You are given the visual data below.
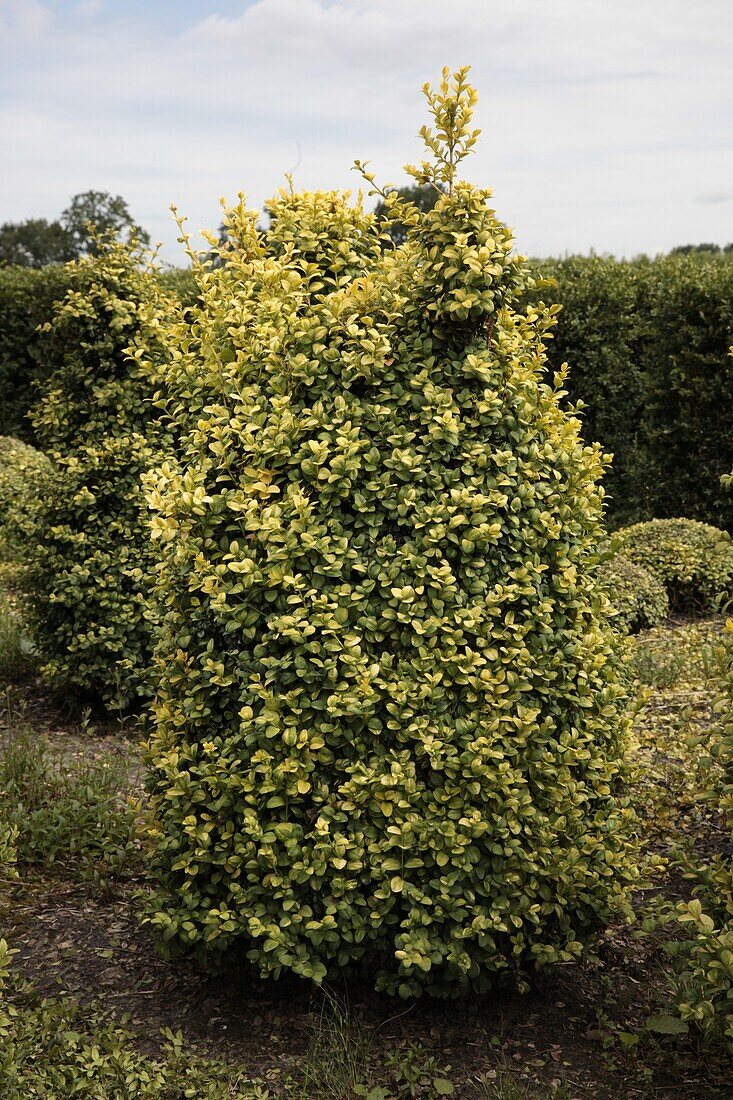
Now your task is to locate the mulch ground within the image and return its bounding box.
[0,673,733,1100]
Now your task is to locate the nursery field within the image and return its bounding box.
[0,558,731,1100]
[0,68,733,1100]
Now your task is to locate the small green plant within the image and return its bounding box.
[0,968,270,1100]
[291,991,455,1100]
[614,519,733,611]
[632,638,688,691]
[0,716,138,879]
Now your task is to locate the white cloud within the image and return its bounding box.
[0,0,52,37]
[0,0,733,255]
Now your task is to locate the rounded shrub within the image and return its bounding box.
[147,72,635,997]
[614,519,733,609]
[0,436,51,560]
[29,243,176,708]
[603,553,669,634]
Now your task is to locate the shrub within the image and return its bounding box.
[143,73,635,996]
[530,253,733,530]
[603,553,669,634]
[521,256,642,526]
[616,519,733,609]
[0,265,68,442]
[0,436,51,559]
[660,622,733,1052]
[0,264,196,443]
[29,244,176,708]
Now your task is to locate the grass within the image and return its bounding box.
[0,545,725,1100]
[0,714,139,880]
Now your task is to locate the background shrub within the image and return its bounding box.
[603,553,669,634]
[615,519,733,611]
[660,622,733,1053]
[530,253,733,529]
[29,244,178,708]
[0,264,195,443]
[149,73,635,996]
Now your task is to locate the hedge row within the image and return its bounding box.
[0,264,195,443]
[530,254,733,530]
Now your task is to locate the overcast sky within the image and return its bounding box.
[0,0,733,263]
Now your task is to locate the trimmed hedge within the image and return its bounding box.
[0,264,196,443]
[28,244,180,710]
[143,73,635,997]
[672,620,733,1054]
[603,553,669,634]
[614,519,733,611]
[533,253,733,530]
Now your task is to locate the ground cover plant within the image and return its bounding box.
[0,576,730,1100]
[139,72,635,997]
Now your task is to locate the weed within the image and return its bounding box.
[0,717,138,879]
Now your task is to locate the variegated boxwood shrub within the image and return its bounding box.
[614,519,733,611]
[603,553,669,634]
[0,436,51,560]
[29,244,178,708]
[143,72,635,997]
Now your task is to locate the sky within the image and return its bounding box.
[0,0,733,264]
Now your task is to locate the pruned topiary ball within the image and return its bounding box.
[614,519,733,611]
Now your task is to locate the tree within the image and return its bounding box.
[0,191,150,267]
[61,191,150,256]
[0,218,76,267]
[147,70,635,997]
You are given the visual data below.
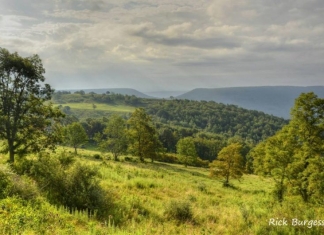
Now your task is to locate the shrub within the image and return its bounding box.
[27,154,112,217]
[0,165,39,200]
[156,153,180,163]
[164,200,193,221]
[93,153,101,160]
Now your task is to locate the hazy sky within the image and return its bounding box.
[0,0,324,91]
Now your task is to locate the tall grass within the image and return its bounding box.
[0,148,324,235]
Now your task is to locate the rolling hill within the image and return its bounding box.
[176,86,324,119]
[61,88,154,98]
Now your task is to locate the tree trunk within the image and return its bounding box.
[8,140,15,164]
[9,147,15,164]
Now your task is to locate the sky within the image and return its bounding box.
[0,0,324,91]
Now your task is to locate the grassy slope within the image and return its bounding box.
[0,148,324,234]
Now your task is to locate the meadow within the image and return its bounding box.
[0,147,324,235]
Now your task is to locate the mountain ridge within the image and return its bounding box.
[176,86,324,119]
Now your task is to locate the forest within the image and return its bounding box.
[0,48,324,234]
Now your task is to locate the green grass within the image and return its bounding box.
[57,103,135,113]
[0,147,324,235]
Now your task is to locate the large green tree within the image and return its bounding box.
[289,92,324,203]
[251,92,324,204]
[64,122,88,154]
[0,48,63,163]
[96,115,128,161]
[128,108,162,162]
[177,137,198,167]
[210,143,244,187]
[251,125,296,202]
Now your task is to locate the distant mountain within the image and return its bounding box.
[58,88,154,98]
[176,86,324,119]
[144,91,188,98]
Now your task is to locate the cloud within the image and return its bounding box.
[0,0,324,89]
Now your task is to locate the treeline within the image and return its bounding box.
[61,108,254,163]
[249,93,324,205]
[53,91,288,143]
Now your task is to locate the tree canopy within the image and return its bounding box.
[64,122,88,154]
[210,143,244,186]
[0,48,63,162]
[128,108,161,161]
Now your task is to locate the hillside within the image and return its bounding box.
[0,147,323,235]
[59,88,153,98]
[176,86,324,119]
[53,92,287,142]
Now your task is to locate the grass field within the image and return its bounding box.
[0,147,324,235]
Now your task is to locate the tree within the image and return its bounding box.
[289,92,324,203]
[128,108,161,162]
[252,92,324,204]
[64,122,88,154]
[251,125,296,202]
[0,48,63,163]
[97,115,128,161]
[210,143,244,187]
[177,137,197,167]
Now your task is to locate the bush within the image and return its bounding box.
[0,165,39,200]
[164,200,193,222]
[93,153,101,160]
[30,154,112,217]
[156,153,180,163]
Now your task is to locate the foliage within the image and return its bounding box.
[0,48,62,163]
[26,153,112,217]
[177,137,198,167]
[210,143,244,187]
[289,92,324,204]
[0,165,39,200]
[252,93,324,204]
[164,200,193,222]
[64,122,88,154]
[251,126,295,202]
[97,115,128,161]
[128,108,161,162]
[54,93,288,143]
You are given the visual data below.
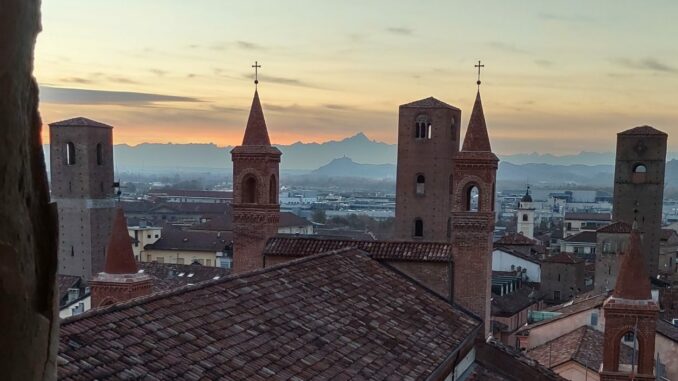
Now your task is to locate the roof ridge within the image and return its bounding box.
[61,247,362,325]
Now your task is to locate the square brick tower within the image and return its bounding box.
[451,91,499,337]
[613,126,668,276]
[231,91,281,273]
[600,224,659,381]
[49,118,115,279]
[394,97,461,241]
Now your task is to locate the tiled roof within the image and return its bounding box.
[617,126,666,135]
[49,117,113,128]
[565,213,612,221]
[264,235,452,262]
[527,326,633,372]
[564,230,597,243]
[137,262,231,292]
[492,284,543,317]
[400,97,459,110]
[494,233,537,246]
[596,221,631,233]
[58,250,481,380]
[544,252,584,265]
[657,319,678,343]
[144,227,233,253]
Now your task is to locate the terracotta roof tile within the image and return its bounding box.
[58,250,481,380]
[263,235,452,262]
[49,116,113,128]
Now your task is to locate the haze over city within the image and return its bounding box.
[35,0,678,155]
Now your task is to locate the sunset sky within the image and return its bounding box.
[35,0,678,154]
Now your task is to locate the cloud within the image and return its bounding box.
[40,86,202,106]
[613,57,678,73]
[386,27,414,36]
[487,41,527,54]
[235,41,266,50]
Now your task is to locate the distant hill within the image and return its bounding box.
[309,157,396,179]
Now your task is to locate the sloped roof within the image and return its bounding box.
[617,126,668,136]
[527,326,633,372]
[49,116,113,128]
[400,97,459,110]
[564,230,597,243]
[596,221,631,234]
[58,250,482,380]
[263,235,452,262]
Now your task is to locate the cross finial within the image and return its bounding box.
[252,61,261,85]
[474,60,485,89]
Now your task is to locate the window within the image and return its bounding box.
[466,185,480,212]
[242,175,257,204]
[268,175,278,204]
[97,143,104,165]
[416,175,426,196]
[414,218,424,237]
[66,142,75,165]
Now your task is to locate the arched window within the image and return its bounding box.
[416,175,426,196]
[66,142,75,165]
[268,175,278,204]
[97,143,104,165]
[465,185,480,212]
[414,218,424,238]
[241,175,257,204]
[414,115,431,139]
[631,164,647,183]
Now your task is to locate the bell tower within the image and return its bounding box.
[451,84,499,337]
[600,223,659,381]
[231,67,281,273]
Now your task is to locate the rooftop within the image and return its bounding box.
[264,235,452,262]
[58,250,481,380]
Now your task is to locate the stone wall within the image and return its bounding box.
[0,0,58,381]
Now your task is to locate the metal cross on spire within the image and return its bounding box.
[252,61,261,85]
[474,60,485,90]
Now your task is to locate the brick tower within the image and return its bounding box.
[231,90,281,273]
[49,118,115,279]
[90,209,153,308]
[451,89,499,336]
[613,126,668,276]
[600,224,659,381]
[395,97,461,241]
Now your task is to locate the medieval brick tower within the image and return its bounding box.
[49,118,115,279]
[395,98,461,241]
[451,90,499,336]
[613,126,668,276]
[90,209,153,307]
[600,224,659,381]
[231,87,281,273]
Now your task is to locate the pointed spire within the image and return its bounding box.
[104,208,138,274]
[461,90,492,152]
[613,221,652,300]
[242,90,271,146]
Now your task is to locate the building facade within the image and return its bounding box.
[49,118,115,279]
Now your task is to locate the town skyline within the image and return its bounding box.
[36,0,678,154]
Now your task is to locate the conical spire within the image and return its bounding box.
[461,90,492,152]
[613,222,652,300]
[242,90,271,146]
[104,208,138,274]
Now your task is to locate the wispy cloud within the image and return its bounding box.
[40,86,202,106]
[487,41,527,54]
[386,27,414,36]
[613,57,678,73]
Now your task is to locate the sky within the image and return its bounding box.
[35,0,678,154]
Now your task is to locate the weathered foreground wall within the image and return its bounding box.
[0,0,58,380]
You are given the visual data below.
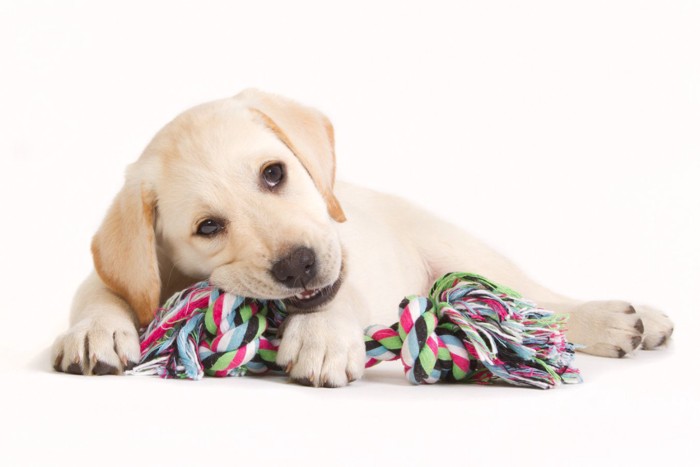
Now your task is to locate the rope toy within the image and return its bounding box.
[128,273,581,389]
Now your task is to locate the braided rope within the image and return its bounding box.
[130,273,581,389]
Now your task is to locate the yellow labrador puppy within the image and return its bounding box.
[52,90,673,387]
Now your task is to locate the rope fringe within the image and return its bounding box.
[127,273,582,389]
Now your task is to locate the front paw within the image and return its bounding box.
[634,305,673,350]
[567,300,645,358]
[51,317,141,375]
[277,312,365,388]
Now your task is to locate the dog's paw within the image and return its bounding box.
[634,305,673,350]
[51,317,141,375]
[277,312,365,388]
[567,300,645,358]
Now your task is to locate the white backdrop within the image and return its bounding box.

--------------------------------------------------

Task statement: Copy the lines of the data above word for word, starting at the line that contains "Now your task is to locate the hillside" and ending at the line that contains "[394,97,461,241]", with both of those lines included. Leave out the pictures.

Task response:
Now your task is to locate the hillside within the image and return its bounding box.
[0,147,323,235]
[59,88,153,98]
[176,86,324,119]
[53,92,287,142]
Now your task is to locate the grass field within the image and return its bounding box.
[0,147,324,235]
Now your task is to locate the tree within the image and return its bounding box.
[289,92,324,203]
[128,108,161,162]
[252,92,324,204]
[64,122,88,154]
[251,125,296,202]
[0,48,63,163]
[97,115,128,161]
[210,143,244,187]
[177,137,197,167]
Now your task is to locate the bush within the image and return its bounding box.
[0,165,39,200]
[164,200,193,222]
[93,153,101,160]
[30,154,112,217]
[156,153,180,163]
Now your task is to locate the foliage within the image and return its bounding box.
[0,48,62,163]
[26,153,112,217]
[177,137,198,167]
[210,143,244,187]
[289,92,324,204]
[0,165,39,200]
[252,93,324,204]
[164,200,193,222]
[64,122,88,154]
[251,126,295,202]
[97,115,128,161]
[128,108,161,162]
[54,93,288,143]
You are given the visual data below.
Now your task is to locate the roof ridge within the image and return its bounding box.
[61,247,362,325]
Now your task is to locate the square brick tower within the image and return its bounding box.
[451,91,499,337]
[613,126,668,276]
[231,91,281,273]
[600,224,659,381]
[49,118,115,279]
[394,97,461,241]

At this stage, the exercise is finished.